What is expected:
Update the entries starting at the line that contains "Practice. Identify the plush" and running through the end of the entries, replacing "blonde woman" with "woman with blonde hair" and leaving everything else unchanged.

Data section:

--- begin ---

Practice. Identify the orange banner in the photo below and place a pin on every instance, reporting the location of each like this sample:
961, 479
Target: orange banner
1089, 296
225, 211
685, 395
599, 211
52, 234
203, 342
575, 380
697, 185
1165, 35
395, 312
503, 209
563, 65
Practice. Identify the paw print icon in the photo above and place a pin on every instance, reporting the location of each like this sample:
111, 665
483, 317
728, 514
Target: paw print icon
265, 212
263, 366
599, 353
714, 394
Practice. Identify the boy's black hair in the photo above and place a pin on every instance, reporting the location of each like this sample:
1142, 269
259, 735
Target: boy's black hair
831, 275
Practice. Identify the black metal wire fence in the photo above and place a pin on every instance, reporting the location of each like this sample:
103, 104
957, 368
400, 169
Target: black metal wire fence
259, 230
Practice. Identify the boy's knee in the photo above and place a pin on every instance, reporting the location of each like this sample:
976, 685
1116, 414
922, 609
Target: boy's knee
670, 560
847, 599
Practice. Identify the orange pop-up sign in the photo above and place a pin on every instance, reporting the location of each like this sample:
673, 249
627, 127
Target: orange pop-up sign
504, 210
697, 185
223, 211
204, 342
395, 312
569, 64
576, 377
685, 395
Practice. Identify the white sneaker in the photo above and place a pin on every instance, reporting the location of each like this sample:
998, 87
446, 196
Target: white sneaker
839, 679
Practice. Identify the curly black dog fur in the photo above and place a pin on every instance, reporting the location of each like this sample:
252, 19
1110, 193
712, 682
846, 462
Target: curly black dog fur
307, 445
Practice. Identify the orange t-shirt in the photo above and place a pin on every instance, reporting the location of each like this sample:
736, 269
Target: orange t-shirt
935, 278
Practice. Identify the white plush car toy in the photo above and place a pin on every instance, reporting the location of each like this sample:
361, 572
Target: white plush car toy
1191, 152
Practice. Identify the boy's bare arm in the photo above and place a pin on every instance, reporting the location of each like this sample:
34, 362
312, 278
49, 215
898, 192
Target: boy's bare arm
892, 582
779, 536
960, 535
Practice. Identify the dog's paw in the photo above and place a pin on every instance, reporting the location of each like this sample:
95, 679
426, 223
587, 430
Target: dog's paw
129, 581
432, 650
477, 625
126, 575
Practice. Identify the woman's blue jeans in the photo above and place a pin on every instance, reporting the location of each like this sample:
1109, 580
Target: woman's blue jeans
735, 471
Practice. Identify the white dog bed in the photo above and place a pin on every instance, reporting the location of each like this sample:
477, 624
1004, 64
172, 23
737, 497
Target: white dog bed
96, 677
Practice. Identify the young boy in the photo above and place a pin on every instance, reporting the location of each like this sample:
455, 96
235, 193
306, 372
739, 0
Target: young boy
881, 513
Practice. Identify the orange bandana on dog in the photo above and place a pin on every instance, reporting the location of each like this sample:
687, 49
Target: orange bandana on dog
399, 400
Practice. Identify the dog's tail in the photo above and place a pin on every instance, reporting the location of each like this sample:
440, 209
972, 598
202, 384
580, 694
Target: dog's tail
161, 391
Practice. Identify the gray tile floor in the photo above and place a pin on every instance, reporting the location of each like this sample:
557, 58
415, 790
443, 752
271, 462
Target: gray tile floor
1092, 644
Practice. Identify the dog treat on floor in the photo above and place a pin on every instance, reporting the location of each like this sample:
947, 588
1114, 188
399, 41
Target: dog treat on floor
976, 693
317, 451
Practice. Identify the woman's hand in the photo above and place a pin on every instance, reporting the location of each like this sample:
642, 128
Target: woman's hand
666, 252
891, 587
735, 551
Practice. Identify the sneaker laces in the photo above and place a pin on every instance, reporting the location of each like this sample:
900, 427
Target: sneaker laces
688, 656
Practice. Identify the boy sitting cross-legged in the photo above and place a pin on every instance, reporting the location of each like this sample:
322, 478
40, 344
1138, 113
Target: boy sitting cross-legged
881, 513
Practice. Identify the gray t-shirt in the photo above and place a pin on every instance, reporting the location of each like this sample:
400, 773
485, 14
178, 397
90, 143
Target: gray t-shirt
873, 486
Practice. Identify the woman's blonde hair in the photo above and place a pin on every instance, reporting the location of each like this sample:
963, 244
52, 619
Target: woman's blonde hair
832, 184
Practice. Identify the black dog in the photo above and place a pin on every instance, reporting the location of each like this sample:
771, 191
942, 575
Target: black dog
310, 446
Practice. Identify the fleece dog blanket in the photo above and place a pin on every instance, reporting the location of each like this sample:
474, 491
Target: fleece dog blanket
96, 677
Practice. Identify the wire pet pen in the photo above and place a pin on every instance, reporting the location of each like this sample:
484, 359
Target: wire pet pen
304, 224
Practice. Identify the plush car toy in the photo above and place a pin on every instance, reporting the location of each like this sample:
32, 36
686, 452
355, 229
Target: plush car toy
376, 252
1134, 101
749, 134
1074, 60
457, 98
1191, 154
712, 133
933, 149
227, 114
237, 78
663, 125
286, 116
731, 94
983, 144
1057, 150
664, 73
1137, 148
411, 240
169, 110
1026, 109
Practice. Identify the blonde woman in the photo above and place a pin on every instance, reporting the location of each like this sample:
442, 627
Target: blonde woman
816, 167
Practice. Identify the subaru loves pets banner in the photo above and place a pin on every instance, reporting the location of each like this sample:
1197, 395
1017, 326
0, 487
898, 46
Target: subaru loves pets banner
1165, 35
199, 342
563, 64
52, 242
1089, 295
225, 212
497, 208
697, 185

--- end ---

Result:
Practice. Identify the plush car toy in the photo above and place a pin on every instance, reporting the location of each like this sample:
32, 36
686, 452
355, 229
Target: plush car toy
376, 252
1134, 101
749, 134
1074, 60
457, 98
1191, 154
712, 133
933, 149
227, 114
237, 78
663, 125
286, 116
731, 94
983, 144
1057, 150
664, 73
1137, 148
411, 240
169, 110
1026, 109
Practice. Identify the woman with blonde hair in the photo above and place a pin on every instance, reporting the location of each like this sample:
442, 627
Target: woman with blonde hair
816, 167
Practice. Identify the subaru loves pets banner in the photo above and place a pin on every instance, reporting the location of each like this sample:
1197, 395
1017, 326
0, 487
898, 46
Target: subaru loves pets banner
1165, 35
199, 342
563, 64
52, 242
1089, 295
225, 212
497, 208
697, 185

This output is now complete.